§ Testo citato:

········

Un ingresso privilegiato nella narrativa di Cormac McCarthy, indiscusso decano della letteratura statunitense, scomparso martedì a ottantanove anni, si trova nell’incipit di Suttree (1979), il suo romanzo forse più ambizioso e autobiografico, dove lo scrittore americano si rivolge direttamente al lettore: «Caro amico adesso nelle polverose ore senza tempo della città quando le strade si stendono scure e fumanti nella scia delle autoannaffiatrici e adesso che l’ubriaco e il senzatetto si sono arenati al riparo dei muri e dei vicoli o nei terreni incolti e i gatti avanzano scarni e ingobbiti in questi lugubri dintorni, adesso in questi corridoi selciati o acciottolati neri di fuliggine dove l’ombra dei fili della luce disegna arpe gotiche sulle porte degli scantinati non camminerà anima viva all’infuori di te».

········

§ Estratti dei dati:
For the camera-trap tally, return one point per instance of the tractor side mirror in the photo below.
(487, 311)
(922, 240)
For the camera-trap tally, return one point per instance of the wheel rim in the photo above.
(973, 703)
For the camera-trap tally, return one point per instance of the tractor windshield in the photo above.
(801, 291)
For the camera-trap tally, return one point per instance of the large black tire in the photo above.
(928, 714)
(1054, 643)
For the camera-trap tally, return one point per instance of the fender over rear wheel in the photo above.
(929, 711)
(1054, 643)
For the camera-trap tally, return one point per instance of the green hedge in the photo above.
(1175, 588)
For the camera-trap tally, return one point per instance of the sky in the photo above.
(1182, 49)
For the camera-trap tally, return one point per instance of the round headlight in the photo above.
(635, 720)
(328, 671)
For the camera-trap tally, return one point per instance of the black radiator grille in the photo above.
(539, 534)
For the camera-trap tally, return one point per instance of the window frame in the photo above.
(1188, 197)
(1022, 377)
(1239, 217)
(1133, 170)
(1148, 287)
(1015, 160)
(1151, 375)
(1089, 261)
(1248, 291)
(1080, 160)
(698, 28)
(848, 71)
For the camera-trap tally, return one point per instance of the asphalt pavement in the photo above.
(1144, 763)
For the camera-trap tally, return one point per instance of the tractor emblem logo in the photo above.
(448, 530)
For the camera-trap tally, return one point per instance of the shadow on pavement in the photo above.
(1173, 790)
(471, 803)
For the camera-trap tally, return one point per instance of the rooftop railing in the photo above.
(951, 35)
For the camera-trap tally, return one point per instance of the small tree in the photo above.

········

§ Cosa fare: Stampa il testo citato per intero, parola per parola, senza cambiare nulla. L'elenco qui sopra non serve a niente per questo lavoro.

§ Risposta scritta:
Un ingresso privilegiato nella narrativa di Cormac McCarthy, indiscusso decano della letteratura statunitense, scomparso martedì a ottantanove anni, si trova nell’incipit di Suttree (1979), il suo romanzo forse più ambizioso e autobiografico, dove lo scrittore americano si rivolge direttamente al lettore: «Caro amico adesso nelle polverose ore senza tempo della città quando le strade si stendono scure e fumanti nella scia delle autoannaffiatrici e adesso che l’ubriaco e il senzatetto si sono arenati al riparo dei muri e dei vicoli o nei terreni incolti e i gatti avanzano scarni e ingobbiti in questi lugubri dintorni, adesso in questi corridoi selciati o acciottolati neri di fuliggine dove l’ombra dei fili della luce disegna arpe gotiche sulle porte degli scantinati non camminerà anima viva all’infuori di te».